▸ **Text provided**:
▬▬▬▬▬▬▬▬▬▬

COLLOQUIA: Colloquia allow for extended discussion on a particular topic, achieved through the organization of individual presentations (15-20 min in length) that are clearly linked to the colloquium theme and to each other.  A small number of colloquia are invited by the conference chair, but others may be proposed by AAAL members. Proposals for colloquia can be for either a one-hour or two-hour block of time. (Please note the change in colloquium length from previous AAAL conferences.)

Two-hour colloquia: The number of presenters and length of each presentation is left up to discretion of the colloquium organizer, as is the decision to include one or more discussants.  Because the purpose of this format is to foster dialogue among attendees, generous time allowance should be made throughout the colloquium for extended audience discussion of the papers presented. Colloquia proposers should state how time will be allocated across paper presentations, discussant remarks (optional), and audience discussion; this should be done without identifying presenters by name in order to preserve anonymity.

▬▬▬▬▬▬▬▬▬▬

▸ **Excerpts from a pointing dataset**:
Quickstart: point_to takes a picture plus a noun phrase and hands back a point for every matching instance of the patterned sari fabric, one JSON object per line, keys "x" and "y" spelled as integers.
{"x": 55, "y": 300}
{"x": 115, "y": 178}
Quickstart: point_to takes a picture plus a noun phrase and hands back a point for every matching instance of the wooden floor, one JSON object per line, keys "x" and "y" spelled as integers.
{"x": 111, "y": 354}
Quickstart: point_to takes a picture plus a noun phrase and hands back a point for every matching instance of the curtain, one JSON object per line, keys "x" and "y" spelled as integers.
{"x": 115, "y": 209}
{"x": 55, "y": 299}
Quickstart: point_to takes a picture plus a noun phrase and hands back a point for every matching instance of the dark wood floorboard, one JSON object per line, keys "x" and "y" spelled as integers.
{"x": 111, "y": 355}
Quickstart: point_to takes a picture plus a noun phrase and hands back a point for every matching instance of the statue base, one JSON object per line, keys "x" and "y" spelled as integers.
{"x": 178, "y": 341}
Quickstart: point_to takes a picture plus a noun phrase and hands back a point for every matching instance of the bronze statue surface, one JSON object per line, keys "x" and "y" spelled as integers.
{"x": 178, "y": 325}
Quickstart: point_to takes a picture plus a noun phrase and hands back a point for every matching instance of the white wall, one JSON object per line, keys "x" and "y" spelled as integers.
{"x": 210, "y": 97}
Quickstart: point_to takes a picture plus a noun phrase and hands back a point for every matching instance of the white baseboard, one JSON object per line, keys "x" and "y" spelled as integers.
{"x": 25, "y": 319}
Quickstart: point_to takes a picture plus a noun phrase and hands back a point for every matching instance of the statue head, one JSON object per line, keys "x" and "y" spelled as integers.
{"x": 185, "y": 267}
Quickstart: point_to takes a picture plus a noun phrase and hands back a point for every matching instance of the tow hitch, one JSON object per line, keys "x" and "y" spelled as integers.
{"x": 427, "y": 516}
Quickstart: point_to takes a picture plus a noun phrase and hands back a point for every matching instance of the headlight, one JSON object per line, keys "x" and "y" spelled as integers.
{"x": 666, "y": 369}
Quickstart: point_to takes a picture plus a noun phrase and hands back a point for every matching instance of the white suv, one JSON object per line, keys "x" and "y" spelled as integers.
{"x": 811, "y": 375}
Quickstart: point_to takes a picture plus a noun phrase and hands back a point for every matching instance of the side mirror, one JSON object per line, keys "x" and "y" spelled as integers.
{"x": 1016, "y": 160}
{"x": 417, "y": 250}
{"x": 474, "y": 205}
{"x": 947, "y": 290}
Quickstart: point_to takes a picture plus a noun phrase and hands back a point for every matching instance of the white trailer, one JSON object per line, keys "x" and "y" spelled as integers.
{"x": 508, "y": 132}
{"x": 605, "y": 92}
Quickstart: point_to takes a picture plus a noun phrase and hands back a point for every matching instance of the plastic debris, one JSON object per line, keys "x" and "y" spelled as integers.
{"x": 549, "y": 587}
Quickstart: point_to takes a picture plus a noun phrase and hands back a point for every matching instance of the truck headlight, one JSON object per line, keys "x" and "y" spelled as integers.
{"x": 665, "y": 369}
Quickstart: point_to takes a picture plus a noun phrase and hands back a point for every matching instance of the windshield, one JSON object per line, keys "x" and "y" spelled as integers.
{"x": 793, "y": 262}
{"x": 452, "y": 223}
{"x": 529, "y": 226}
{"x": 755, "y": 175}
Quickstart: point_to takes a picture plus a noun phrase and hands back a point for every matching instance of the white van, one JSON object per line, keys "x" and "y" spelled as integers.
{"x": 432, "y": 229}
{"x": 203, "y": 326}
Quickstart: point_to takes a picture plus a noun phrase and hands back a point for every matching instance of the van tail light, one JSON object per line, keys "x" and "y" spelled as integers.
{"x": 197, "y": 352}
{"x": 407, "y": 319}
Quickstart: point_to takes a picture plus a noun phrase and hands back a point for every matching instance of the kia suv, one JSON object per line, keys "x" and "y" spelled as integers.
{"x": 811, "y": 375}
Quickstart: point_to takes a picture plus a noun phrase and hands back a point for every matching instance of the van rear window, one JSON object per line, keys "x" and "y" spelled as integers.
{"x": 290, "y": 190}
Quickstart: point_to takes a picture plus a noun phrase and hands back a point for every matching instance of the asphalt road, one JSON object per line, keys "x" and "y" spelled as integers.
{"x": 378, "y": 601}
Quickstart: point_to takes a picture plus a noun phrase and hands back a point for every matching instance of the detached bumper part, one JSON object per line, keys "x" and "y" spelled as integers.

▬▬▬▬▬▬▬▬▬▬

▸ **Work instructions**:
[a] Reproduce everything in the text on colloquia from "Two-hour colloquia: The" down to "to preserve anonymity.".
[b] Answer these questions using the text on colloquia:
(i) How long should each individual presentation in a colloquium be?
(ii) What two lengths of time block can colloquium proposals request?
(iii) Why should proposers describe the time allocation without naming presenters?
The items above are separate material and have no connection to the text on colloquia.

▸ **Written responses**:
[a]
Two-hour colloquia: The number of presenters and length of each presentation is left up to discretion of the colloquium organizer, as is the decision to include one or more discussants.  Because the purpose of this format is to foster dialogue among attendees, generous time allowance should be made throughout the colloquium for extended audience discussion of the papers presented. Colloquia proposers should state how time will be allocated across paper presentations, discussant remarks (optional), and audience discussion; this should be done without identifying presenters by name in order to preserve anonymity.

[b]
(i) 15-20 minutes.
(ii) A one-hour or a two-hour block.
(iii) To preserve anonymity.